WORK TO DO
Write out the listing below from the line containing "TARGET = striped sweater" to its last line, unaltered, ends included.
>> start
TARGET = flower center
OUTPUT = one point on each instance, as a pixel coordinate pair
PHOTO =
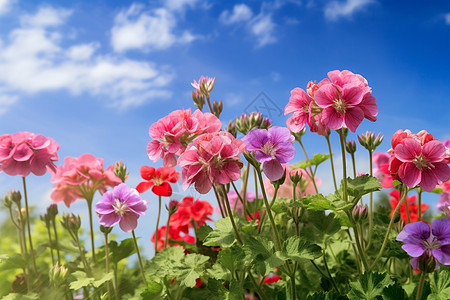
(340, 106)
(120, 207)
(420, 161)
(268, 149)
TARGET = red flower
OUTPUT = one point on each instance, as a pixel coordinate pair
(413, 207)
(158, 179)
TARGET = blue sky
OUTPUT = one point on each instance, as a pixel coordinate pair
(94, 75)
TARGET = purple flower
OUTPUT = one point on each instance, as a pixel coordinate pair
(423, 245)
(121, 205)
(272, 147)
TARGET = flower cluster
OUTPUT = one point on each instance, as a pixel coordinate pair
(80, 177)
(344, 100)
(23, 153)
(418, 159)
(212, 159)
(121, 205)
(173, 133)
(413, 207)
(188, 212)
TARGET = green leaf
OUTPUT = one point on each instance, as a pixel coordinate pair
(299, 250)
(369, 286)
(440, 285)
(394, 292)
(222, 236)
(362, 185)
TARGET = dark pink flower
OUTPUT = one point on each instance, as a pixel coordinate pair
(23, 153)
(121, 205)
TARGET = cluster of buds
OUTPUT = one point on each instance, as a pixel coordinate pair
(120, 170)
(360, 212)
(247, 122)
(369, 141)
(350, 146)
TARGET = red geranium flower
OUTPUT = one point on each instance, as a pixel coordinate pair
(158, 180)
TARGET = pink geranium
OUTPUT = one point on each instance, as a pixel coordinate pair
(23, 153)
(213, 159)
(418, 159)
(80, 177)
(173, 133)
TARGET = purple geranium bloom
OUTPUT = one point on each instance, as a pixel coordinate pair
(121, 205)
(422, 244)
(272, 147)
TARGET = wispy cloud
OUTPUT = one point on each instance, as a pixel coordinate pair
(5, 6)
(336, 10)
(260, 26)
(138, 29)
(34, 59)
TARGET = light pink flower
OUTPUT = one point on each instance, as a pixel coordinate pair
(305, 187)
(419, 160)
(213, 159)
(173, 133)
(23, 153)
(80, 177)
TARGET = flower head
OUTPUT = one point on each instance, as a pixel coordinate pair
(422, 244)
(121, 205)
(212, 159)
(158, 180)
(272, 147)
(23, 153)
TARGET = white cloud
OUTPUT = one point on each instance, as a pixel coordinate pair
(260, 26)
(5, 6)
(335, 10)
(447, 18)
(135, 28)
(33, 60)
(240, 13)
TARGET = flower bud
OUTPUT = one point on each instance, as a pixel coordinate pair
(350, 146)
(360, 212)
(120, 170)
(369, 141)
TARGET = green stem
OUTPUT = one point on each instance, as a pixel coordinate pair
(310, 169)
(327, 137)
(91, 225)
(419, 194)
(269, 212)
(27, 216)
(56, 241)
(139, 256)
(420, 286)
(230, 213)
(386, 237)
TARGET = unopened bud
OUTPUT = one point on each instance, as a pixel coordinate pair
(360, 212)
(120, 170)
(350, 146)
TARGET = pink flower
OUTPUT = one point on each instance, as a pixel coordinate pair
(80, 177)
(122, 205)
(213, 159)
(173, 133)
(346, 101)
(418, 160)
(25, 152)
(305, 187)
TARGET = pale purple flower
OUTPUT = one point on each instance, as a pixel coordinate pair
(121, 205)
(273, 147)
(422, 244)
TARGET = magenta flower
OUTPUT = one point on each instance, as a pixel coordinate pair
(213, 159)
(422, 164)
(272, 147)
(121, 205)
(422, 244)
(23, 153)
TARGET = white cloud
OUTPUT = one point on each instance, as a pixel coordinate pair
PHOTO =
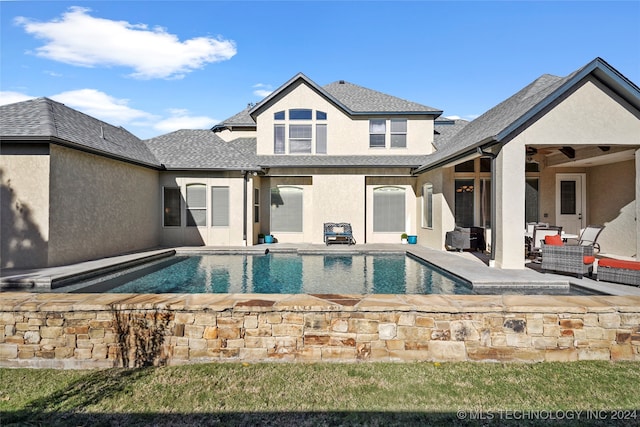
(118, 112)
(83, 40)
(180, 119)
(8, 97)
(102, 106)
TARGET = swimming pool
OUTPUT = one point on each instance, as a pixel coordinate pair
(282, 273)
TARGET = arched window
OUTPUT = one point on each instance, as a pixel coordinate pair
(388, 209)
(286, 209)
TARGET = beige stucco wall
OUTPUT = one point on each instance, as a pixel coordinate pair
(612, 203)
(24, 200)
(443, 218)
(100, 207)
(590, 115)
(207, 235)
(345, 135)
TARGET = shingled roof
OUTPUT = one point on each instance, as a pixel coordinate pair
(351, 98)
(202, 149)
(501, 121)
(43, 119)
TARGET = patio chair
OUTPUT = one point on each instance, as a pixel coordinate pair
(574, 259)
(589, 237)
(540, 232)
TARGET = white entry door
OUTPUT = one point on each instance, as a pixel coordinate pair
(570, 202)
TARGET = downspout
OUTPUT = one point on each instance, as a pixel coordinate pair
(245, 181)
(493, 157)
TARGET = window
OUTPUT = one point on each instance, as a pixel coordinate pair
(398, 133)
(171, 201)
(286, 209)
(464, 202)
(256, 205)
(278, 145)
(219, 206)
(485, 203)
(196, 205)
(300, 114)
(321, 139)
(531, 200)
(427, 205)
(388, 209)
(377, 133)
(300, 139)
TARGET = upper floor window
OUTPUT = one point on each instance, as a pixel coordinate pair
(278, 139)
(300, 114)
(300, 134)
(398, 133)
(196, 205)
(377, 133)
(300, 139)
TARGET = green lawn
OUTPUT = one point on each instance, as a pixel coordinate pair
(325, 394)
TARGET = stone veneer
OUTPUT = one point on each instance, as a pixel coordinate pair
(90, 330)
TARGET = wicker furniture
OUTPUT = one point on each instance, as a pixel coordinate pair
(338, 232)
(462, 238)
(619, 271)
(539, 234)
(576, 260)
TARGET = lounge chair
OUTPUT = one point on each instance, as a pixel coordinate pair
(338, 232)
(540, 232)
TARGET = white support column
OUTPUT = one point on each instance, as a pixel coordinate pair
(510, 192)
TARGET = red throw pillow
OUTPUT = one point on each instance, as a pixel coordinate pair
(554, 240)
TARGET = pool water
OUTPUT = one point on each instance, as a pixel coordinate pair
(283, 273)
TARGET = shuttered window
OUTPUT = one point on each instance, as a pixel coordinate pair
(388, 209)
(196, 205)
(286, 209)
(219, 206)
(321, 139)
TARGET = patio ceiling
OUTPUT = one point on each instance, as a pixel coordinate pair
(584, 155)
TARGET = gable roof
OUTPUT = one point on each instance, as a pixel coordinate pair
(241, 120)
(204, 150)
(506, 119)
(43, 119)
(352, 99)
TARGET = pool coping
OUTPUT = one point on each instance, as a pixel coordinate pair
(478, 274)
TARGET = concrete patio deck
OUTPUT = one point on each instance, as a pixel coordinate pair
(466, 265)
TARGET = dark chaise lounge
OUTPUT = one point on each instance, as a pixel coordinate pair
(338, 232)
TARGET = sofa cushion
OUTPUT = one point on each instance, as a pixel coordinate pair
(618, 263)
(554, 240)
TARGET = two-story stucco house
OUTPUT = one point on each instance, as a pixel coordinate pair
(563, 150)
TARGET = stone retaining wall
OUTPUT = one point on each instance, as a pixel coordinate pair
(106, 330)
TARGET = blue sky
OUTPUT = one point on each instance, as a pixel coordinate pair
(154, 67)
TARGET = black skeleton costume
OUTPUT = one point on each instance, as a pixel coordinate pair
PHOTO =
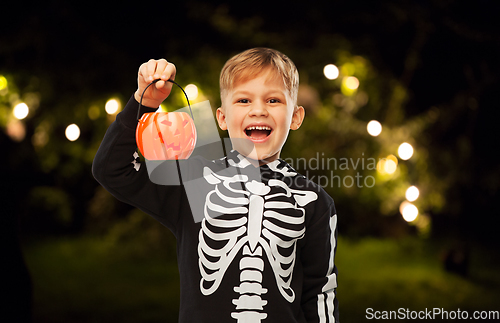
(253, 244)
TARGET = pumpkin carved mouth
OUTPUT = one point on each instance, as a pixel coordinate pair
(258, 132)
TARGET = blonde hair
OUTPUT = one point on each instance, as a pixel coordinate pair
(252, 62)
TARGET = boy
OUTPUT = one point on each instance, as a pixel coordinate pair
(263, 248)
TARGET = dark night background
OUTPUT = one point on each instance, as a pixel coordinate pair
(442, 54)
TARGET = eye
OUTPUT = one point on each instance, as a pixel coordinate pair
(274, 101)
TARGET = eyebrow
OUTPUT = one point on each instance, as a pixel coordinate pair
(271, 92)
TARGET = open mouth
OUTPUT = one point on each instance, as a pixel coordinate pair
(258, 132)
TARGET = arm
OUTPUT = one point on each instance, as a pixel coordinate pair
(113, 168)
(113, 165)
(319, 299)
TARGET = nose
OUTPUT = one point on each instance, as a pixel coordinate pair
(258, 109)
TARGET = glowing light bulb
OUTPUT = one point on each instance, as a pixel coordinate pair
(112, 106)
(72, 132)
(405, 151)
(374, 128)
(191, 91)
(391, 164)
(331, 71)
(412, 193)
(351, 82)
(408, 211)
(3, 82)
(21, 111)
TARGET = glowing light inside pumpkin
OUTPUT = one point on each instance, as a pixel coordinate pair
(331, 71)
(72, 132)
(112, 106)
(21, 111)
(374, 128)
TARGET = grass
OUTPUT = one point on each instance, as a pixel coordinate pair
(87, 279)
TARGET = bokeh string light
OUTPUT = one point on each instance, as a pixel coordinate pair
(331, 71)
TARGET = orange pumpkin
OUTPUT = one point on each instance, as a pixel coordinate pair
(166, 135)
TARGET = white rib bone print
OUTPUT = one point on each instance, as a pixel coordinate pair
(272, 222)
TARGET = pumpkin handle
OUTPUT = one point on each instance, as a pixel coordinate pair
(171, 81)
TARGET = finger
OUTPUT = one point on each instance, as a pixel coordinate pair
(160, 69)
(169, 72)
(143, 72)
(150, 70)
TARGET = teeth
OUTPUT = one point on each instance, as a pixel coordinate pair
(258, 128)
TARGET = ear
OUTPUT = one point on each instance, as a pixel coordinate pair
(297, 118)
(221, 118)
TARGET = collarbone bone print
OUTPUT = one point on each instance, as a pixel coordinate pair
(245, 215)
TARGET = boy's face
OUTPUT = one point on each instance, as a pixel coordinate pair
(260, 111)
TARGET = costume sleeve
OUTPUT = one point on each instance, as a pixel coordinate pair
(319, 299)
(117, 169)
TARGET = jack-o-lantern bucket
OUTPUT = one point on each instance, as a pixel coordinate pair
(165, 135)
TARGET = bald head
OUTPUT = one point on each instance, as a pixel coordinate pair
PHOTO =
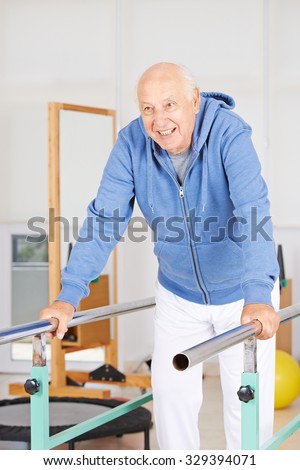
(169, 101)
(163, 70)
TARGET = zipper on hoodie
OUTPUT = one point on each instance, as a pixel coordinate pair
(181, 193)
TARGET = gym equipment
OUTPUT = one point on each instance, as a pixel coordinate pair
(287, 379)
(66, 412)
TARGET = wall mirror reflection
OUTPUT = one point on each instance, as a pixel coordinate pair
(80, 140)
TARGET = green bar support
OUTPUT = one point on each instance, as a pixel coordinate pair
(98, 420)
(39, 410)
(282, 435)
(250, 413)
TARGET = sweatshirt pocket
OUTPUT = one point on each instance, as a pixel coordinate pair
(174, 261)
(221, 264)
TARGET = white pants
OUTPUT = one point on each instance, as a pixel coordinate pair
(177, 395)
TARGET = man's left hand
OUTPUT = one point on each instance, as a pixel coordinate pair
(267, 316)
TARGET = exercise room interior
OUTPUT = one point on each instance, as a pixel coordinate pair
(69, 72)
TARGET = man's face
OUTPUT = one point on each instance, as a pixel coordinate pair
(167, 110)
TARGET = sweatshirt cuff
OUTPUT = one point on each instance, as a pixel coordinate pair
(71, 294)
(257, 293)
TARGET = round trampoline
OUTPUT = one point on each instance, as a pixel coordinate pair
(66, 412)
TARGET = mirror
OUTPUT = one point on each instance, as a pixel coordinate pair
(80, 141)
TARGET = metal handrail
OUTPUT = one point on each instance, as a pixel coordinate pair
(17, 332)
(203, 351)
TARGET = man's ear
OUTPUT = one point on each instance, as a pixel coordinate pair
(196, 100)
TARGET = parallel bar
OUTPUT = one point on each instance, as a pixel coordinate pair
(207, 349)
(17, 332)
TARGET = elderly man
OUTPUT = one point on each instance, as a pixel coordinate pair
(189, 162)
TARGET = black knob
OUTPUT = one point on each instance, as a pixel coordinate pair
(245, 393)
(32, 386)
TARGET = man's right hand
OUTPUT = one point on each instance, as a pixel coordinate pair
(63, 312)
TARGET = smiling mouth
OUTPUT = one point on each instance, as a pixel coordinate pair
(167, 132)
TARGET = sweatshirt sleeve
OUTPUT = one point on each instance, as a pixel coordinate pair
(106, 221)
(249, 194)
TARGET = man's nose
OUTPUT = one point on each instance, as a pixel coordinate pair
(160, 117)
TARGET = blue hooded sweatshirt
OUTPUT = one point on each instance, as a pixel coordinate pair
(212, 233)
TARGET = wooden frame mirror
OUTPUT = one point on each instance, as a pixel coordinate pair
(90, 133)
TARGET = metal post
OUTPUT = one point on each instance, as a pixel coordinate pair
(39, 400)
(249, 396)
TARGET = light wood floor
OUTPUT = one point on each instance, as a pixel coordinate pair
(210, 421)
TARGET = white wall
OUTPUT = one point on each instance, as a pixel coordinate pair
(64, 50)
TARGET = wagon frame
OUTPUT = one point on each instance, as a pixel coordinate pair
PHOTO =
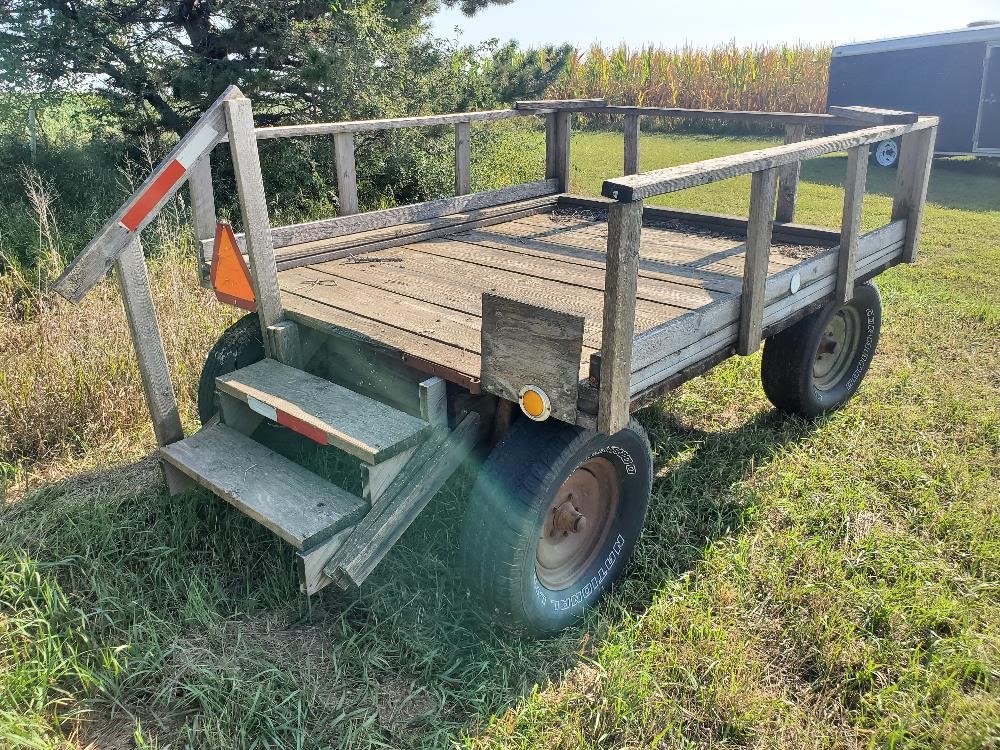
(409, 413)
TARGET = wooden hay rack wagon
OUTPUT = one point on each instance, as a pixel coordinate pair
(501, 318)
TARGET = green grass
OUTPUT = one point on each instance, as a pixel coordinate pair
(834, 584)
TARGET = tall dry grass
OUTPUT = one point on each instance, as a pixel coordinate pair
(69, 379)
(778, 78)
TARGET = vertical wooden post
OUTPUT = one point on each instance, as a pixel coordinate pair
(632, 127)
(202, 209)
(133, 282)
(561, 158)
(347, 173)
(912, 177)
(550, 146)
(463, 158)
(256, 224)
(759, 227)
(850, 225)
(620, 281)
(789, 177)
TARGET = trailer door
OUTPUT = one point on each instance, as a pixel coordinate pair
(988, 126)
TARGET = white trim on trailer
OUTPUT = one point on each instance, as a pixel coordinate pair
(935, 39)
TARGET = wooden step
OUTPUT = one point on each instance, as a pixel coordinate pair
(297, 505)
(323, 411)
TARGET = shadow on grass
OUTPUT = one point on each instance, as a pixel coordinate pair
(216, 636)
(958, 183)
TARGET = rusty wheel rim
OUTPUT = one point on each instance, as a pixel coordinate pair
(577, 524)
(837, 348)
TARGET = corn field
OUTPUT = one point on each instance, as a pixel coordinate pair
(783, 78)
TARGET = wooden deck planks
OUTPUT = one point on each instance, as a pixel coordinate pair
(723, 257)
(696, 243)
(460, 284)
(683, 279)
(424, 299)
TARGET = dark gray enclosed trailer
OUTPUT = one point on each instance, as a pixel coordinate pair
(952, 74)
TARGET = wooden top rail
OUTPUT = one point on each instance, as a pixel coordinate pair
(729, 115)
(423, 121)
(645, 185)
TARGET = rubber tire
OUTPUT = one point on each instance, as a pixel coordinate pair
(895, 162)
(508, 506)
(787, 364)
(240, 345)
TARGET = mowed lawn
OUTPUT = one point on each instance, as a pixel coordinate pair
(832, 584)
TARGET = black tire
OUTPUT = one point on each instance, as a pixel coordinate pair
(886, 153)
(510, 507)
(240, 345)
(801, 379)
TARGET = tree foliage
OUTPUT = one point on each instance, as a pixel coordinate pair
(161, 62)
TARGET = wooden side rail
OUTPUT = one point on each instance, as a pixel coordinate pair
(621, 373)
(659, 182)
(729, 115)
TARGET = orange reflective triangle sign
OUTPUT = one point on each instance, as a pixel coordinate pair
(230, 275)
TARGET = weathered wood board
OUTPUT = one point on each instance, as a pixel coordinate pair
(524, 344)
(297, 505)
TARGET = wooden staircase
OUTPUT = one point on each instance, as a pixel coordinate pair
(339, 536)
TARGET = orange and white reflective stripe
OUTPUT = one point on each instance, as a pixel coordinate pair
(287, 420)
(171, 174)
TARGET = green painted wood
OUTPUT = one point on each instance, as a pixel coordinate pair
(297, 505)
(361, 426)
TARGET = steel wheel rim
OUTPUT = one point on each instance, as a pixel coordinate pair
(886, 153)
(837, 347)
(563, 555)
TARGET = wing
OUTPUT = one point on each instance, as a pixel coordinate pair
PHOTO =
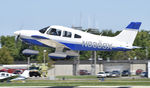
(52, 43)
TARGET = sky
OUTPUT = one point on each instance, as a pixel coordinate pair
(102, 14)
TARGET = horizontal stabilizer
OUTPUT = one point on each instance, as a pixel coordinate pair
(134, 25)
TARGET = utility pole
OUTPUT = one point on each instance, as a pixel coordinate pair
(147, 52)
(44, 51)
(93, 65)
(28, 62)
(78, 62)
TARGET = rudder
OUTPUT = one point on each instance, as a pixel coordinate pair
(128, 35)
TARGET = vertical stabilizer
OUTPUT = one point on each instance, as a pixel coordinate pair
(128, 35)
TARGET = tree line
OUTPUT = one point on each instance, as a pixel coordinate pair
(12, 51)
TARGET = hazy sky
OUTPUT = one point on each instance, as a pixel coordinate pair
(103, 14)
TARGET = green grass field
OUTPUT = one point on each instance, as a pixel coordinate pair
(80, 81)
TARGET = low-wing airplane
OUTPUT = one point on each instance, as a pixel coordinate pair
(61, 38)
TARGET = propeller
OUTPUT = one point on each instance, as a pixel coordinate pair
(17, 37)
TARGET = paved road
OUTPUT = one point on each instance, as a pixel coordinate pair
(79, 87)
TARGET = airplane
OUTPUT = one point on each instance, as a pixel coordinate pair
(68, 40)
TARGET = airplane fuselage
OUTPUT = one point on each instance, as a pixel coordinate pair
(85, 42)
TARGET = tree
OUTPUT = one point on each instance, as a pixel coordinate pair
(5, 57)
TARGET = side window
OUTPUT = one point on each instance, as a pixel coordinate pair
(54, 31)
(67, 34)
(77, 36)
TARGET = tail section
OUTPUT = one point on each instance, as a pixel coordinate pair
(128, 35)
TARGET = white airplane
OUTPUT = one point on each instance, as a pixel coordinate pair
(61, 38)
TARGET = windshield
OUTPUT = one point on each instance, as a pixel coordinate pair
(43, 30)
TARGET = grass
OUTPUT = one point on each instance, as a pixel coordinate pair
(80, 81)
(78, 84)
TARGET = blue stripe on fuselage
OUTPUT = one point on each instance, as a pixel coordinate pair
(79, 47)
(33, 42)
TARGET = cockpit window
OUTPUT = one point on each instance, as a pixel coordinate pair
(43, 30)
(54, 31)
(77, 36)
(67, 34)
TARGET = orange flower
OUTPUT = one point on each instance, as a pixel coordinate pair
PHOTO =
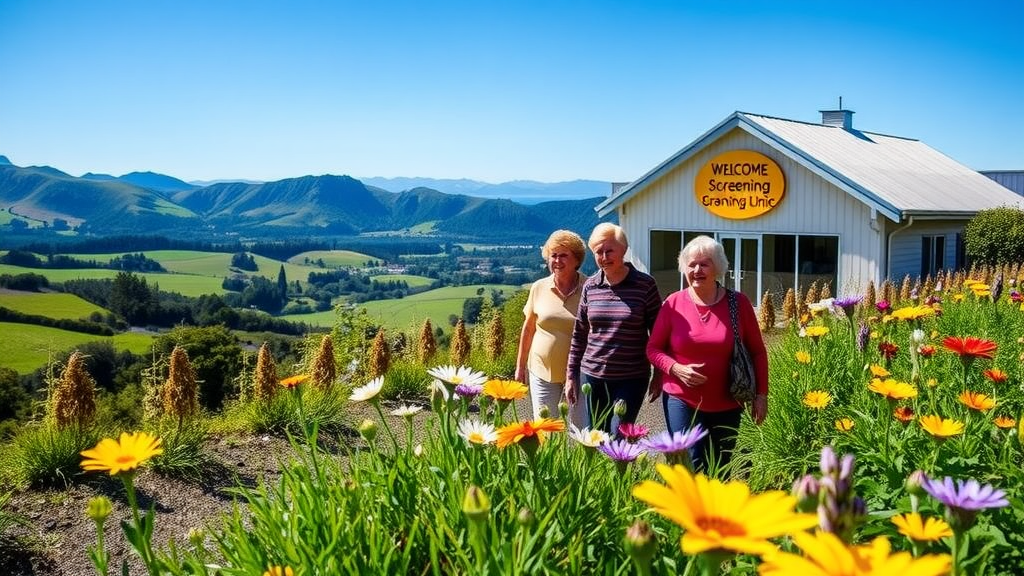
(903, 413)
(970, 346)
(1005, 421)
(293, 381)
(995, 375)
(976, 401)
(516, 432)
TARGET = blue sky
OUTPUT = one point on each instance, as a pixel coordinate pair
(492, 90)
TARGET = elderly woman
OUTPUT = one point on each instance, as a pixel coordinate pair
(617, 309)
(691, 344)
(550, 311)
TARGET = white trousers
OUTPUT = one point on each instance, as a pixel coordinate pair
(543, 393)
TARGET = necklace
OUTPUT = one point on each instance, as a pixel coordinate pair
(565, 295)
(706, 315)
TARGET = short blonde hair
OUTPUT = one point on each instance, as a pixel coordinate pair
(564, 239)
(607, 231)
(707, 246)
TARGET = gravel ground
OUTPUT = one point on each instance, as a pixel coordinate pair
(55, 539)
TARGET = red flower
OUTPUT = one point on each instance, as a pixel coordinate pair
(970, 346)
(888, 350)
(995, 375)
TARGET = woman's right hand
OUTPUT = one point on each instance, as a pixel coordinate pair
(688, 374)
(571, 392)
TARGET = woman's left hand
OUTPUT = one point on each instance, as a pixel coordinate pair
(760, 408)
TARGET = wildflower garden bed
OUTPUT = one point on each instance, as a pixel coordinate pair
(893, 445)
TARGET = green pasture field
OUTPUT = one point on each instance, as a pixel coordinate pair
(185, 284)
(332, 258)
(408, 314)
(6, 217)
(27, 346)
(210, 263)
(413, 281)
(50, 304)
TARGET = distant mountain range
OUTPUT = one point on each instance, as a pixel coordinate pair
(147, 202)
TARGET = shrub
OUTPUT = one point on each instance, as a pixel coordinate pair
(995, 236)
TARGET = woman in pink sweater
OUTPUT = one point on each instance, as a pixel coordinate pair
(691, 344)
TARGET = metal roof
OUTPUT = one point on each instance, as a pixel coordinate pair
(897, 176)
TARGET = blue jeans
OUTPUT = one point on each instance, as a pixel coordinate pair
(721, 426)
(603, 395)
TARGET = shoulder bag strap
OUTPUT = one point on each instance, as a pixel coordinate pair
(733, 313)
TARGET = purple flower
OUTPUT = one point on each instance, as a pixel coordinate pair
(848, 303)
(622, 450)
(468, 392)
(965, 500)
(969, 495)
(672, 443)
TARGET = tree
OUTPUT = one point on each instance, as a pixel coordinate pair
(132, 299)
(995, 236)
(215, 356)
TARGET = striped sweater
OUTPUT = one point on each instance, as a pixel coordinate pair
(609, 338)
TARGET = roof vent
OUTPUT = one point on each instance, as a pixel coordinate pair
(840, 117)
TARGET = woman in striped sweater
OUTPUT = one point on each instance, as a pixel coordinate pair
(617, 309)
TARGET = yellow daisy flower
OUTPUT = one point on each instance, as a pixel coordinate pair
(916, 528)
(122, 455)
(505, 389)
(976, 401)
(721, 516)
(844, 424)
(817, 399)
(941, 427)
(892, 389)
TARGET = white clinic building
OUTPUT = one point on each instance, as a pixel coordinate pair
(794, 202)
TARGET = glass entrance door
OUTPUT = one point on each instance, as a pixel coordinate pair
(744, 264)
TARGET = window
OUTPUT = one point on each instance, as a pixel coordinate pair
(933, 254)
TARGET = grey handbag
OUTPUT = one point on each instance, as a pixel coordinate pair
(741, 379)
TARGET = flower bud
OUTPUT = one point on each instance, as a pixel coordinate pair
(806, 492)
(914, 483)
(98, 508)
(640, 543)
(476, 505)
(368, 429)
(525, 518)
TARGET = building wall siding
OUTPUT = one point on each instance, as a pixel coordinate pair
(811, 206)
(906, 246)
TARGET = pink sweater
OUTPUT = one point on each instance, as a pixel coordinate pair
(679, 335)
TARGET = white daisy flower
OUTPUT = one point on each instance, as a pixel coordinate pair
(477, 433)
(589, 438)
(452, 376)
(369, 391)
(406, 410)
>> end
FINAL ANSWER
TARGET = striped sweater
OUTPUT = one point on each instance, as a pixel coordinate pair
(609, 338)
TARGET = roof vent
OUTPUT = one point on each instance, as a pixel coordinate pair
(840, 117)
TARGET = woman in striped sweater
OUTPUT = one point on each instance, as a pixel coordinate pair
(617, 309)
TARGET = yellow daisy flower
OUTPUT = one point on each instance, as a pixel coordinate pair
(916, 528)
(122, 455)
(505, 389)
(976, 401)
(721, 516)
(844, 424)
(817, 399)
(941, 427)
(892, 389)
TARGET = white clinic building
OUTPUT = one point on each instance, as a pixel coordinate pair
(794, 202)
TARGET = glass entrance door
OUTPUT = one point on each instance, as a pixel coordinate pair
(744, 264)
TARGET = window
OUTPUT = one point on each instance, as a pixel coordinate pair
(933, 254)
TARGET = grey handbag
OUTPUT = one point on each instance, as a pixel coordinate pair
(741, 379)
TARGET = flower bud
OUTPUT = one point on each instance, as a pixel coordinate pair
(806, 492)
(914, 483)
(98, 508)
(640, 543)
(476, 505)
(368, 429)
(525, 518)
TARGET = building wall siding
OUTPUT = one point on each instance, as a pixel coordinate pair
(811, 206)
(906, 246)
TARGET = pink sweater
OUTPUT = one point on each instance, as a pixel coordinate pair
(679, 335)
TARGET = white daisy flower
OUTPUT = one point on each instance, as a pixel coordinate pair
(477, 433)
(589, 438)
(452, 376)
(369, 391)
(406, 410)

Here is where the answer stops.